- **The request**
Write out the records below word for word, please.

☆ ☆ ☆

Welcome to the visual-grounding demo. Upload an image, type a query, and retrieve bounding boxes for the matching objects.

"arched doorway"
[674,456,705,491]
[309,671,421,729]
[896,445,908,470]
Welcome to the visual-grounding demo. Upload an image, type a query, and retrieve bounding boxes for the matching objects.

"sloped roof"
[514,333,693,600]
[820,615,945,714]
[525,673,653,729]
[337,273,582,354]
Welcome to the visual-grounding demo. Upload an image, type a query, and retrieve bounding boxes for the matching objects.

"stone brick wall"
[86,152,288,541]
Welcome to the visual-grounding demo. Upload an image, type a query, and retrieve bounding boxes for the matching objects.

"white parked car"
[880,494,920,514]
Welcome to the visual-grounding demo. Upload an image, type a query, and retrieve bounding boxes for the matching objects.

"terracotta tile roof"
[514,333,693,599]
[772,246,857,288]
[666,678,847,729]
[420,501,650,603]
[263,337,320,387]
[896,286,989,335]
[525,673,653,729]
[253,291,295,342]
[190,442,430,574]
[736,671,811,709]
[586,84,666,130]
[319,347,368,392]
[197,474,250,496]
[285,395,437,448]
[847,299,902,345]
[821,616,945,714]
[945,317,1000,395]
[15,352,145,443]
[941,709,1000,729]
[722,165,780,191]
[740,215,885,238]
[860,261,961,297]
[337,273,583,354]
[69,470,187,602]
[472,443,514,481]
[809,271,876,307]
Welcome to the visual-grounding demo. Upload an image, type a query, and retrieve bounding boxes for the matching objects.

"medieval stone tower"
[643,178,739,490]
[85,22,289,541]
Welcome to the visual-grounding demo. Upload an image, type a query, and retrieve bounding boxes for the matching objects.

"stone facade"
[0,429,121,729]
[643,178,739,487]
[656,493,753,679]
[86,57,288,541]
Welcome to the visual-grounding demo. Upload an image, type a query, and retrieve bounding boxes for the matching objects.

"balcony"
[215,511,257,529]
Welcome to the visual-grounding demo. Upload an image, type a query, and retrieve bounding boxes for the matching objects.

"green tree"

☆ ☆ ☆

- **Answer**
Welcome to the visual-grounding demo. Upload an image, type a query, and retrieve bounding boxes for the matching objects.

"arched doorway"
[674,456,705,491]
[309,671,421,729]
[896,445,908,470]
Welcome to the visual-grounding demo. Upload an image, type a query, and retrieve bounding boxes for the matching objects.

"sloped roof"
[514,333,693,600]
[820,615,945,714]
[525,673,653,729]
[337,273,582,354]
Welcome to the visual-grounding demo. Upload an image, type a query, and retrieve bounding boxes for the matching objects.

"stone brick wall"
[86,152,288,541]
Welcome to the visual-grounding demo. Upload an image, type a query, and retrieve bounding boxes for the matching objects.

"white parked car"
[880,494,920,514]
Welcome to the visual-grounding demo. Upload an image, type a query, and retrieve bounding boxes for the matching objects.

"terracotta tile roof"
[514,333,693,599]
[772,246,857,288]
[666,678,847,729]
[420,501,650,603]
[263,337,320,387]
[896,286,989,335]
[525,673,653,729]
[253,291,295,342]
[190,442,430,574]
[736,671,811,709]
[586,84,666,130]
[319,347,368,392]
[197,474,250,496]
[285,395,437,448]
[847,299,902,345]
[821,616,945,714]
[945,317,1000,395]
[15,352,145,443]
[941,709,1000,729]
[722,165,780,191]
[740,215,885,238]
[860,261,961,297]
[337,273,583,354]
[69,470,187,602]
[472,443,514,481]
[809,271,876,307]
Welcome to the visual-grounding demo. Upload an image, type a query, and retrieve bounding boxes for the matching objects.

"medieval stone tower"
[643,178,739,490]
[85,22,289,541]
Welcome to the visual-grounding demo. Upload an image, type a query, and retrieve bounding boxes for the matching objects.

"stone facade"
[0,429,121,729]
[643,178,739,487]
[656,493,753,679]
[86,57,288,541]
Welcome to the visual-grounding demo. Upload an image, type a query, and retrieve bounding boxes for the matching objects.

"balcony"
[215,511,257,529]
Welcome to the visual-grounding demo. Upload an image, type a query, and retrieve bounding boxes for the matching objects.

"green tree"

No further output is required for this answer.